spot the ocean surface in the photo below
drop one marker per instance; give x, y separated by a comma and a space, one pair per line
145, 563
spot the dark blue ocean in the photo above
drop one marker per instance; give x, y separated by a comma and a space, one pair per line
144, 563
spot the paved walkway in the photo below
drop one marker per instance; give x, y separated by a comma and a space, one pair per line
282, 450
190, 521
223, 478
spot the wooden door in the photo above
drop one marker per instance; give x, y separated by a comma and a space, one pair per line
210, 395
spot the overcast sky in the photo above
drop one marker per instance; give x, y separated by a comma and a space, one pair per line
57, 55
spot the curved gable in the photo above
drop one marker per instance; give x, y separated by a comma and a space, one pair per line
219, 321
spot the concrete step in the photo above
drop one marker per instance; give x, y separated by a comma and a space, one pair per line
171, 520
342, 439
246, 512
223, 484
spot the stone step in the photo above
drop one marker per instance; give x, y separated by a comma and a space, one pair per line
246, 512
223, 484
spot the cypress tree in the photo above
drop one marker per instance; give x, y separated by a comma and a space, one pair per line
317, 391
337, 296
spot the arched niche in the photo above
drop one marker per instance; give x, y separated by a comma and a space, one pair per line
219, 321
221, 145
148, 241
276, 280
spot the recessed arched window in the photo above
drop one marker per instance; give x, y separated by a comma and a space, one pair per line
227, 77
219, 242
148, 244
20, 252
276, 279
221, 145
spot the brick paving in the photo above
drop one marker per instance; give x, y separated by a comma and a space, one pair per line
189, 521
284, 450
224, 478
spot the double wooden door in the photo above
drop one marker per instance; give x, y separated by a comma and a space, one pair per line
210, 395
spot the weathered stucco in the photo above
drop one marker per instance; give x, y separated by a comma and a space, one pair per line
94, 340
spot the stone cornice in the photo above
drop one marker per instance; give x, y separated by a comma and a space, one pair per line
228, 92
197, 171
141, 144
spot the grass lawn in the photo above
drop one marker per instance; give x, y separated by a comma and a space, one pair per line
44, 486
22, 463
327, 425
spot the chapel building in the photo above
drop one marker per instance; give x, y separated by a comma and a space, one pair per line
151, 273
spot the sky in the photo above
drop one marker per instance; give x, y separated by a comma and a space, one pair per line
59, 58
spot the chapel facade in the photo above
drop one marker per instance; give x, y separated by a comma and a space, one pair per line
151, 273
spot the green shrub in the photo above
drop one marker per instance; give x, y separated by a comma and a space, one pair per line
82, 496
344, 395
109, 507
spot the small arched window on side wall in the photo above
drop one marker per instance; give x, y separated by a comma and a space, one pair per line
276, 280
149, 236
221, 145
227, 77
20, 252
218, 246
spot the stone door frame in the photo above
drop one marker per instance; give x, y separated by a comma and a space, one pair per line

===============

Task description: Express all of the material above as a JSON list of strings, one string per line, with blank lines left out.

Output:
[
  "spot the ocean surface in the photo below",
  "drop one marker per instance; give x, y separated by a comma and a space, one pair per line",
  "145, 563",
  "spot the dark blue ocean in the photo above",
  "drop one marker per instance; give x, y separated by a comma and a space, one pair per line",
  "144, 563",
  "spot the paved walkway in the photo below",
  "drop one marker per instance; give x, y separated by a comma and a space, one pair per line",
  "282, 450",
  "190, 521",
  "223, 478",
  "spot the wooden door in the photo above",
  "drop one marker per instance; give x, y separated by a comma and a space, one pair per line",
  "210, 395",
  "spot the overcast sky in the photo above",
  "drop one marker per instance; give x, y separated by a comma and a space, one pair per line",
  "57, 55",
  "spot the curved gable in the photo above",
  "drop one marker per instance; give x, y separated by a comma and a space, one pair per line",
  "219, 321",
  "spot the concrete step in the photo above",
  "drop one marker per instance; give x, y separated by a comma and a space, one pair per line",
  "171, 520",
  "342, 439",
  "246, 512",
  "223, 484",
  "spot the stone step in the photo above",
  "drop one marker per instance; give x, y separated by a comma and a space, one pair per line",
  "246, 512",
  "223, 484",
  "spot the cypress tree in the photo above",
  "drop one marker per instance; give x, y separated by a comma and a space, one pair per line",
  "317, 391",
  "337, 296",
  "spot the arched niche in the photo above",
  "drop one marker per instance; give x, y separated by a comma and a space, one pair per line",
  "219, 321",
  "221, 145",
  "148, 241",
  "276, 280",
  "spot the recessed arched window in the photo above",
  "drop one marker per instance; give x, y separated by a comma and a space, one pair per line",
  "227, 77",
  "219, 242",
  "148, 244",
  "20, 252",
  "276, 279",
  "221, 145",
  "spot the brick paving in the photo above",
  "drop one marker per instance; give x, y separated by a comma and a space, one pair per line",
  "189, 521",
  "284, 450",
  "224, 478",
  "spot the double wooden door in the photo above",
  "drop one marker per instance; give x, y separated by a comma and a space, one pair per line",
  "210, 395",
  "spot the weathered stucco in the photo above",
  "drop one marker per instance; give x, y separated by a comma and a space, one pair per line",
  "94, 340",
  "spot the stone cornice in the photo above",
  "drop one marker per instance; give x, y separated by a comma and a space, one pair per line",
  "228, 92",
  "197, 171",
  "141, 144",
  "spot the grass lawn in the photo above",
  "drop one marker per instance; give x, y separated by a comma and a space, one pair per line",
  "44, 486",
  "22, 463",
  "327, 425",
  "spot the chapel building in the photo above",
  "drop one marker per instance; give x, y separated by a comma and a space, one pair per line",
  "151, 273",
  "spot the sky in the photo above",
  "drop one marker per instance; give x, y separated by a comma and a space, one pair per line",
  "59, 58",
  "spot the chapel facade in the photo above",
  "drop one marker per instance; give x, y separated by a comma and a space, one pair per line",
  "151, 273",
  "spot the green shrub in the photo above",
  "drop one marker per instance; give x, y separated by a comma and a space, one pair per line",
  "82, 496",
  "344, 395",
  "109, 507",
  "spot the small arched window on side wall in the photo above",
  "drop one marker per instance; give x, y separated by a comma and a space, one pair per line",
  "276, 280",
  "149, 236",
  "221, 145",
  "227, 77",
  "20, 252",
  "218, 246",
  "spot the stone door frame in the photo above",
  "drop one marker per instance; give x, y separated by a comma and a space, one pair per line"
]